#### RECORDS FOR THE EXERCISE

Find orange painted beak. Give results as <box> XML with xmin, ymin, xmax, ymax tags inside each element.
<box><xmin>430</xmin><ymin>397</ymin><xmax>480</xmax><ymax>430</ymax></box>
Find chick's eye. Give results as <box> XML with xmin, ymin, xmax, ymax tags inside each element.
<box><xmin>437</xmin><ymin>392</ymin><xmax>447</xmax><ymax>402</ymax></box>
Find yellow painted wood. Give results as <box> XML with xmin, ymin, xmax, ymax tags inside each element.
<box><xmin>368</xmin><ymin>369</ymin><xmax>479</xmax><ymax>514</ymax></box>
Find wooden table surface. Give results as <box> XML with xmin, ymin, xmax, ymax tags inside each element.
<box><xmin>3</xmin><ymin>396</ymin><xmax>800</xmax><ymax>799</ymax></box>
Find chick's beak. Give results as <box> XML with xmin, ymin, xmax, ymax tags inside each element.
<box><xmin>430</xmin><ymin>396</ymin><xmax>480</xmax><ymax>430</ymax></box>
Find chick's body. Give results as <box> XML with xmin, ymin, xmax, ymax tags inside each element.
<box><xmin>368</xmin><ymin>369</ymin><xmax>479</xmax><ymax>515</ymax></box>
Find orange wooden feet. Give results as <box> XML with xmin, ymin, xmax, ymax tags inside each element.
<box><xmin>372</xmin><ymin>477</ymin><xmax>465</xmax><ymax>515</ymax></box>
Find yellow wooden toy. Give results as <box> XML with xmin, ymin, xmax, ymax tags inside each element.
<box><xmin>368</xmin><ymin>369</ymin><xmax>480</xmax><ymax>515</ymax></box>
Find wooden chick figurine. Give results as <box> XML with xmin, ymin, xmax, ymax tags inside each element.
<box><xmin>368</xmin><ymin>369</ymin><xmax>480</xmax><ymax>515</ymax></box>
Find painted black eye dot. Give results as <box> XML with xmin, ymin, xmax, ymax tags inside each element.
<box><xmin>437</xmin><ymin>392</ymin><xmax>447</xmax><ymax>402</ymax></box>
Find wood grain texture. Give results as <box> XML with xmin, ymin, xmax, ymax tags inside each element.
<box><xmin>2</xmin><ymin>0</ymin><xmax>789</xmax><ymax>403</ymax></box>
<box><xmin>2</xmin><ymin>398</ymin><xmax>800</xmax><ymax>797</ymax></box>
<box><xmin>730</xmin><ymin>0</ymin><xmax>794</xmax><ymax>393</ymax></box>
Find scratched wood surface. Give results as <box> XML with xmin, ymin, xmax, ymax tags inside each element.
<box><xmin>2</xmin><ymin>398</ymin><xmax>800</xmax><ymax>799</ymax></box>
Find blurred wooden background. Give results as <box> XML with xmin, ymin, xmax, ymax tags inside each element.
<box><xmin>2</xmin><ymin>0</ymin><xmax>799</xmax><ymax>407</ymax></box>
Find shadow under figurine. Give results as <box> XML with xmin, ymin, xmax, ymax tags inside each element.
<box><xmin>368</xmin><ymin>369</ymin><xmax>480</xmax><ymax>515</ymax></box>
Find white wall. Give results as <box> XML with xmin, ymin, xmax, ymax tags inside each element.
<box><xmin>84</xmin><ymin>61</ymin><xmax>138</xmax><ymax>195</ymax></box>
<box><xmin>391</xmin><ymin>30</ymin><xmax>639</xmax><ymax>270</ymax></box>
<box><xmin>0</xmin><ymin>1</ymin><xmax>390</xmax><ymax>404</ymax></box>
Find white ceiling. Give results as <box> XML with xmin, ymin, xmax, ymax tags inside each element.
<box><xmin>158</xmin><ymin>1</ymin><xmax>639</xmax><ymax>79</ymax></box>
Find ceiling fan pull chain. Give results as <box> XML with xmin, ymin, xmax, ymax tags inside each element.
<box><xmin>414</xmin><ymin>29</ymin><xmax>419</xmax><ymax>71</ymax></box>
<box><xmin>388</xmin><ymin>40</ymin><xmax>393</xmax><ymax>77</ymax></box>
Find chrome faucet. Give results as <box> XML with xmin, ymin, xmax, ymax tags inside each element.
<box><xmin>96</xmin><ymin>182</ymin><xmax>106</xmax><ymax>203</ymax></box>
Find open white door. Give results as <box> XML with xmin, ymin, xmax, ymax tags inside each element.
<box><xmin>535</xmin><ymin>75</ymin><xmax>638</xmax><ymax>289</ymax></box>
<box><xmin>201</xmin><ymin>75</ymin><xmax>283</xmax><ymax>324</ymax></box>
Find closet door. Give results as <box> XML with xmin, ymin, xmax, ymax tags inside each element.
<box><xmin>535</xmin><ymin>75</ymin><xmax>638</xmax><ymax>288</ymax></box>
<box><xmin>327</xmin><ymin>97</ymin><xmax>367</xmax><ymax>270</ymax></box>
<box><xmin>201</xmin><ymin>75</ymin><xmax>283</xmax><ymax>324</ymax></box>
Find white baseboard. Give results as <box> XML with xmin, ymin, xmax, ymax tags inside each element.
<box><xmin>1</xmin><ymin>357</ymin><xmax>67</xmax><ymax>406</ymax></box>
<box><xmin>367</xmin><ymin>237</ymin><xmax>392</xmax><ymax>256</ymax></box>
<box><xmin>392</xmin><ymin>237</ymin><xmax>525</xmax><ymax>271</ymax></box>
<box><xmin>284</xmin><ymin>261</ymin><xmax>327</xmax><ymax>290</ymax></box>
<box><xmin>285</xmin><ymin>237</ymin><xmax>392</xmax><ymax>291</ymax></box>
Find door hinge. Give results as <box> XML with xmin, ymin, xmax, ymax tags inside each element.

########

• PROBLEM DETAILS
Once you have read the entries, reproduce each one exactly.

• PROBLEM SOLUTION
Find orange painted beak. Give results as <box> XML with xmin, ymin, xmax, ymax tags inside each element.
<box><xmin>430</xmin><ymin>397</ymin><xmax>480</xmax><ymax>430</ymax></box>
Find chick's eye. Give results as <box> XML with xmin, ymin, xmax, ymax tags inside each element.
<box><xmin>437</xmin><ymin>392</ymin><xmax>447</xmax><ymax>402</ymax></box>
Find yellow painted wood. Give results as <box> XML with xmin, ymin, xmax, ymax tags inside each element.
<box><xmin>368</xmin><ymin>369</ymin><xmax>479</xmax><ymax>514</ymax></box>
Find wooden table surface. Give results as <box> XML with xmin, ymin, xmax, ymax tags inside each element.
<box><xmin>3</xmin><ymin>396</ymin><xmax>800</xmax><ymax>799</ymax></box>
Find chick's beak. Give results as <box> XML with xmin, ymin, xmax, ymax tags inside each element.
<box><xmin>430</xmin><ymin>396</ymin><xmax>480</xmax><ymax>430</ymax></box>
Find chick's body. Give results as <box> XML with xmin, ymin, xmax, ymax tags inside each element.
<box><xmin>368</xmin><ymin>369</ymin><xmax>479</xmax><ymax>515</ymax></box>
Find orange wooden feet. Give results as <box> XML with xmin, ymin, xmax, ymax tags inside each element.
<box><xmin>372</xmin><ymin>477</ymin><xmax>465</xmax><ymax>515</ymax></box>
Find yellow wooden toy. Give results as <box> XML with xmin, ymin, xmax, ymax tags inside each element.
<box><xmin>368</xmin><ymin>369</ymin><xmax>480</xmax><ymax>515</ymax></box>
Find wooden chick figurine. Give results as <box> XML with xmin, ymin, xmax, ymax tags inside each element.
<box><xmin>368</xmin><ymin>369</ymin><xmax>480</xmax><ymax>515</ymax></box>
Find painted black eye dot. Give results as <box> XML with xmin, ymin, xmax, ymax tags inside each element.
<box><xmin>437</xmin><ymin>392</ymin><xmax>447</xmax><ymax>402</ymax></box>
Find wood grain texture. Give results as <box> XML with xmin, ymin, xmax, ymax tags inside each element.
<box><xmin>2</xmin><ymin>0</ymin><xmax>789</xmax><ymax>403</ymax></box>
<box><xmin>2</xmin><ymin>398</ymin><xmax>800</xmax><ymax>797</ymax></box>
<box><xmin>730</xmin><ymin>0</ymin><xmax>794</xmax><ymax>393</ymax></box>
Find scratched wood surface. Give results as <box> XML with xmin, ymin, xmax, ymax tags inside each element.
<box><xmin>2</xmin><ymin>398</ymin><xmax>800</xmax><ymax>799</ymax></box>
Find blurred wooden background. Give results as <box> XML with xmin, ymin, xmax, ymax tags inside each element.
<box><xmin>2</xmin><ymin>0</ymin><xmax>799</xmax><ymax>407</ymax></box>
Find shadow under figurine. Give results as <box> XML with xmin, ymin, xmax, ymax tags inside each element.
<box><xmin>368</xmin><ymin>369</ymin><xmax>480</xmax><ymax>515</ymax></box>
Find white wall. Give results as <box> XML with xmin, ymin, xmax, ymax tags inside each element.
<box><xmin>84</xmin><ymin>61</ymin><xmax>138</xmax><ymax>195</ymax></box>
<box><xmin>391</xmin><ymin>30</ymin><xmax>639</xmax><ymax>270</ymax></box>
<box><xmin>0</xmin><ymin>1</ymin><xmax>390</xmax><ymax>404</ymax></box>
Find white ceiling. Give results as <box> XML with xmin, ymin, xmax, ymax tags inside each element.
<box><xmin>158</xmin><ymin>1</ymin><xmax>639</xmax><ymax>79</ymax></box>
Find ceiling fan pull chain. Give results as <box> XML with xmin, ymin, xmax, ymax tags inside each element.
<box><xmin>414</xmin><ymin>29</ymin><xmax>419</xmax><ymax>71</ymax></box>
<box><xmin>388</xmin><ymin>40</ymin><xmax>393</xmax><ymax>77</ymax></box>
Find chrome faucet. Give results as <box> XML with xmin, ymin, xmax, ymax tags inside each element.
<box><xmin>96</xmin><ymin>182</ymin><xmax>106</xmax><ymax>203</ymax></box>
Find open white door. Give results as <box> XML with xmin, ymin, xmax, ymax tags inside each element.
<box><xmin>535</xmin><ymin>75</ymin><xmax>638</xmax><ymax>289</ymax></box>
<box><xmin>201</xmin><ymin>75</ymin><xmax>283</xmax><ymax>324</ymax></box>
Find closet door. Give results as <box> XML with xmin, ymin, xmax, ymax tags inside each element.
<box><xmin>535</xmin><ymin>75</ymin><xmax>638</xmax><ymax>288</ymax></box>
<box><xmin>327</xmin><ymin>97</ymin><xmax>367</xmax><ymax>270</ymax></box>
<box><xmin>201</xmin><ymin>75</ymin><xmax>283</xmax><ymax>324</ymax></box>
Find white baseboard. Give results as <box> XML with xmin, ymin, xmax, ymax tags inside each element.
<box><xmin>1</xmin><ymin>357</ymin><xmax>67</xmax><ymax>406</ymax></box>
<box><xmin>367</xmin><ymin>237</ymin><xmax>392</xmax><ymax>256</ymax></box>
<box><xmin>392</xmin><ymin>237</ymin><xmax>525</xmax><ymax>271</ymax></box>
<box><xmin>284</xmin><ymin>261</ymin><xmax>327</xmax><ymax>290</ymax></box>
<box><xmin>285</xmin><ymin>237</ymin><xmax>392</xmax><ymax>291</ymax></box>
Find door hinge. Give results as <box> XML with xmin, ymin, xmax, ymax tags inside each element.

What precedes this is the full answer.